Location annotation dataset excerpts
'''

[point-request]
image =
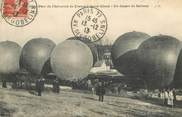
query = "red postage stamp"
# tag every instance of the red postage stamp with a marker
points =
(19, 12)
(15, 8)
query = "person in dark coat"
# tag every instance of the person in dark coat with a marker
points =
(40, 86)
(100, 91)
(174, 94)
(56, 88)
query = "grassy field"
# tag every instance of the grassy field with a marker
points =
(21, 103)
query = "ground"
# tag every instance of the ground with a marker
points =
(70, 103)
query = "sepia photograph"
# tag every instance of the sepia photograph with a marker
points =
(90, 58)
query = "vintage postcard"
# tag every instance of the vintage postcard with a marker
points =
(90, 58)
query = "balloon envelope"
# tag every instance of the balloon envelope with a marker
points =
(178, 72)
(35, 54)
(127, 42)
(9, 57)
(128, 64)
(71, 59)
(159, 56)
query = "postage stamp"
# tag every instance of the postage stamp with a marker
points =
(19, 12)
(89, 22)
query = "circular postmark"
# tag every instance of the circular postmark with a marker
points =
(19, 13)
(89, 22)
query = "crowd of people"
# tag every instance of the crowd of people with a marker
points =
(168, 96)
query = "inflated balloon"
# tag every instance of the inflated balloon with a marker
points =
(35, 54)
(90, 44)
(128, 64)
(159, 56)
(9, 57)
(71, 59)
(127, 42)
(178, 73)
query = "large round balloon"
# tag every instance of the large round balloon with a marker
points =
(36, 54)
(90, 44)
(129, 64)
(127, 42)
(71, 59)
(9, 57)
(159, 56)
(178, 72)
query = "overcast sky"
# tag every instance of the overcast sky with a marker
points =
(54, 23)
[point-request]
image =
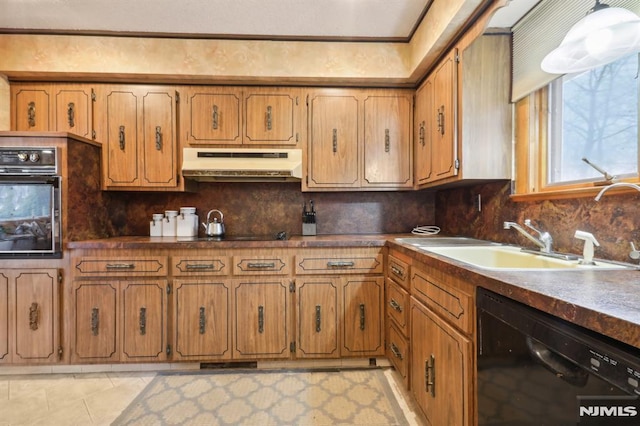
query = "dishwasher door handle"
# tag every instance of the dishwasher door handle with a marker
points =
(561, 367)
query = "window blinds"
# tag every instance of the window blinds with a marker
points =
(540, 31)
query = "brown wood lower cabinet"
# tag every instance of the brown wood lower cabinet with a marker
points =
(29, 316)
(262, 318)
(202, 319)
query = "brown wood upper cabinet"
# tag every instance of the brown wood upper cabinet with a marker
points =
(137, 126)
(359, 139)
(463, 116)
(242, 116)
(52, 107)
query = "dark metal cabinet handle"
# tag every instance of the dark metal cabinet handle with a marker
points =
(395, 351)
(71, 114)
(142, 321)
(260, 319)
(34, 316)
(340, 264)
(318, 318)
(215, 117)
(395, 305)
(202, 320)
(397, 271)
(158, 138)
(269, 118)
(387, 141)
(120, 265)
(31, 114)
(430, 375)
(95, 321)
(121, 139)
(259, 265)
(335, 140)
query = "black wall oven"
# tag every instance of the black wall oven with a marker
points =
(30, 199)
(537, 369)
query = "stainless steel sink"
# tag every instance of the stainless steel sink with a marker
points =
(513, 258)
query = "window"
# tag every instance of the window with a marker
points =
(594, 115)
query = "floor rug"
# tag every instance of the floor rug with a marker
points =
(264, 397)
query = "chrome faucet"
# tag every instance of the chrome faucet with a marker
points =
(544, 241)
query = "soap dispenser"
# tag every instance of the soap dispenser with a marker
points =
(589, 241)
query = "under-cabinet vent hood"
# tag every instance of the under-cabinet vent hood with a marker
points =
(242, 164)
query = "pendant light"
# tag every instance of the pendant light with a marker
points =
(603, 36)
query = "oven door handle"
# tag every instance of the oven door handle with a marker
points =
(561, 367)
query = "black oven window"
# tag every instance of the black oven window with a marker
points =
(26, 211)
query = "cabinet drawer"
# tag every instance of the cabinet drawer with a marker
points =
(334, 262)
(398, 352)
(451, 303)
(398, 305)
(153, 266)
(200, 265)
(261, 265)
(398, 271)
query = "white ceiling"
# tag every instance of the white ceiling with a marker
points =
(380, 20)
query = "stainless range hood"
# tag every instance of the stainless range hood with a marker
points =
(242, 164)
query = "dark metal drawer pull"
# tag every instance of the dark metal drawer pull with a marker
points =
(318, 318)
(396, 352)
(259, 265)
(142, 322)
(202, 320)
(395, 305)
(341, 264)
(120, 265)
(260, 319)
(95, 321)
(200, 266)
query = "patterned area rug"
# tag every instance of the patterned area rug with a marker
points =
(259, 397)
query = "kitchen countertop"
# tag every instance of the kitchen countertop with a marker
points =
(605, 301)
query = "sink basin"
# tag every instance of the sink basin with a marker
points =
(512, 258)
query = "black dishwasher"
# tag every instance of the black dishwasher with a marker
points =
(537, 369)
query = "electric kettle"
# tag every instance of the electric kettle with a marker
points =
(215, 228)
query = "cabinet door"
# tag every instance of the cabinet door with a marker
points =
(261, 319)
(387, 141)
(31, 108)
(317, 318)
(96, 322)
(363, 317)
(144, 307)
(441, 368)
(423, 136)
(4, 317)
(36, 333)
(73, 110)
(445, 150)
(202, 319)
(271, 117)
(121, 157)
(333, 142)
(211, 115)
(159, 165)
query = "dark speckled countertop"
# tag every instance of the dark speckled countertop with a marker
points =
(607, 302)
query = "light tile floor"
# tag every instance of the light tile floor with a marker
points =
(95, 398)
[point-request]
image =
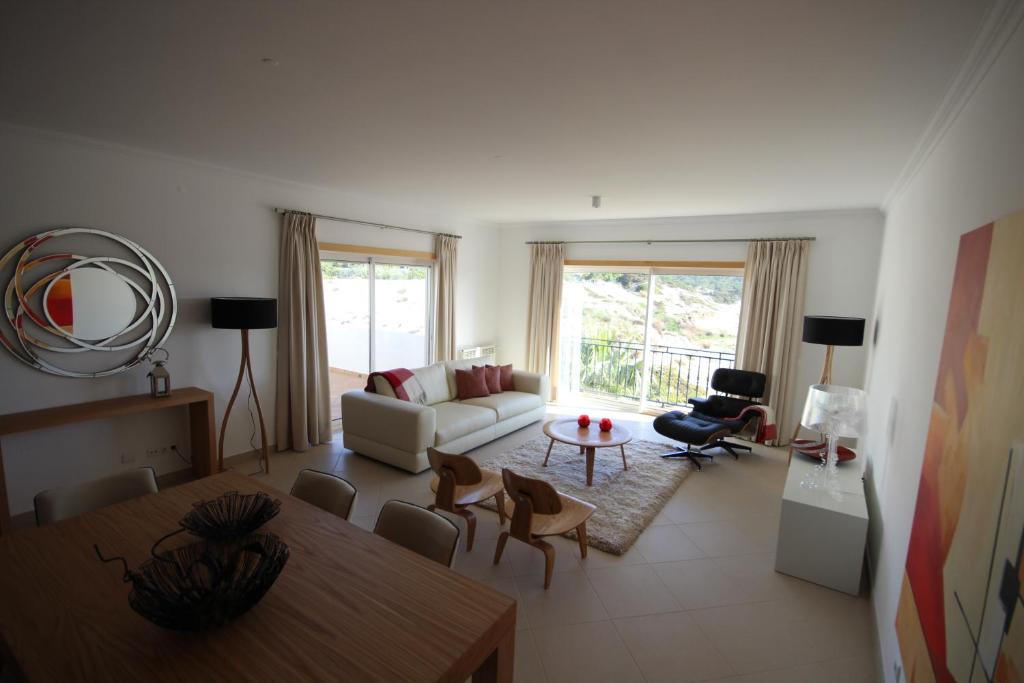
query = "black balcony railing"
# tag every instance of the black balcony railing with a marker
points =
(614, 368)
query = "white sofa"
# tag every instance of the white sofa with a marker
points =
(398, 432)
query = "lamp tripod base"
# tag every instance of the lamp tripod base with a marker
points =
(245, 369)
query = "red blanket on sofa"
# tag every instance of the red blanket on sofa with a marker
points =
(396, 378)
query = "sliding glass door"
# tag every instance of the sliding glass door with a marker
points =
(647, 338)
(400, 309)
(378, 317)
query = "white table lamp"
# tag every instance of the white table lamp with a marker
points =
(837, 412)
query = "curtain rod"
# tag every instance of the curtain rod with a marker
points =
(654, 242)
(371, 224)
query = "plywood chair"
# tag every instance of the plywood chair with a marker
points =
(538, 510)
(459, 483)
(56, 504)
(418, 529)
(328, 492)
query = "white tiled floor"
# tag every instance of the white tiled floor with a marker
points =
(695, 599)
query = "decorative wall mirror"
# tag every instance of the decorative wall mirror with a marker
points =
(73, 314)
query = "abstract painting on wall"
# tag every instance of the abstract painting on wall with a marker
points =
(961, 613)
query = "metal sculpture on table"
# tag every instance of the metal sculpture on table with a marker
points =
(208, 583)
(60, 306)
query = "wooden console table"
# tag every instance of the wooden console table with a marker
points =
(202, 426)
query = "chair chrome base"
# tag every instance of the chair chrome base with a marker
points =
(699, 452)
(691, 454)
(728, 446)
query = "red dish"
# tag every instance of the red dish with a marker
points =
(817, 450)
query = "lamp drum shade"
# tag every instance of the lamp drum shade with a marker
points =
(834, 331)
(243, 312)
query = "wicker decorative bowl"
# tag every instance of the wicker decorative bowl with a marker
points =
(205, 585)
(230, 516)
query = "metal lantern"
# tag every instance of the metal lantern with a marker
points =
(160, 379)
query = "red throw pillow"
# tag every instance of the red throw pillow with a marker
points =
(471, 383)
(506, 372)
(494, 376)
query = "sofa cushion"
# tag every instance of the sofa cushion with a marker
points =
(457, 419)
(471, 383)
(412, 387)
(494, 376)
(506, 377)
(434, 383)
(450, 368)
(507, 403)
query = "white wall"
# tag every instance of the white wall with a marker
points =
(842, 271)
(215, 232)
(973, 176)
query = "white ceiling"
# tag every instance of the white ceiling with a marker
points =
(506, 111)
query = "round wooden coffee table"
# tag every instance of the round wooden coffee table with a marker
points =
(588, 438)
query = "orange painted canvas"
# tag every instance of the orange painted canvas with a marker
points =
(961, 613)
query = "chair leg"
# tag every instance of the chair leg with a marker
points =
(582, 538)
(500, 504)
(549, 453)
(502, 540)
(549, 559)
(470, 526)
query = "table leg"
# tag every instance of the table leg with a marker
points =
(549, 454)
(498, 667)
(202, 433)
(4, 510)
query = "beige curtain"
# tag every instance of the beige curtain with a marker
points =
(774, 282)
(445, 254)
(545, 310)
(303, 410)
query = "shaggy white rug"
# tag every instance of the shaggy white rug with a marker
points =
(627, 501)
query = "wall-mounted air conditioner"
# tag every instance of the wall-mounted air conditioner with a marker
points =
(486, 353)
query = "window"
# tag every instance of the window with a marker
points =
(650, 337)
(378, 317)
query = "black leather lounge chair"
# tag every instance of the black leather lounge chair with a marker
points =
(715, 417)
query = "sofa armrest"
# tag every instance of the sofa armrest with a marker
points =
(400, 424)
(531, 383)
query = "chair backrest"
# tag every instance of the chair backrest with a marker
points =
(64, 502)
(738, 382)
(452, 471)
(529, 496)
(418, 529)
(462, 468)
(328, 492)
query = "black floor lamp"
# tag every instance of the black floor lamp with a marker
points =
(244, 313)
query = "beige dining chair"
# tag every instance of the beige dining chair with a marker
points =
(459, 482)
(418, 529)
(538, 510)
(64, 502)
(328, 492)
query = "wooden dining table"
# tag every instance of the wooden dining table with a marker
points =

'''

Directive: Which lines of the material above contain the word "cabinet"? Report each of those lines in full, treating uppercase and lowercase as different.

Completed exercise:
query = "brown wood lower cabinet"
# tag every instance of the brown wood lower cabinet with a marker
query = "brown wood upper cabinet"
# tag every instance of the brown wood upper cabinet with a marker
query = "dark metal cabinet handle"
# tag every instance of the dark metal cabinet handle with a marker
query = "under-cabinet vent hood"
# tag every instance of the under-cabinet vent hood with a marker
query = "cabinet drawer"
# tag every instance of the cabinet drawer with a marker
query = "cabinet door"
# tag every instance of the cabinet door with a marker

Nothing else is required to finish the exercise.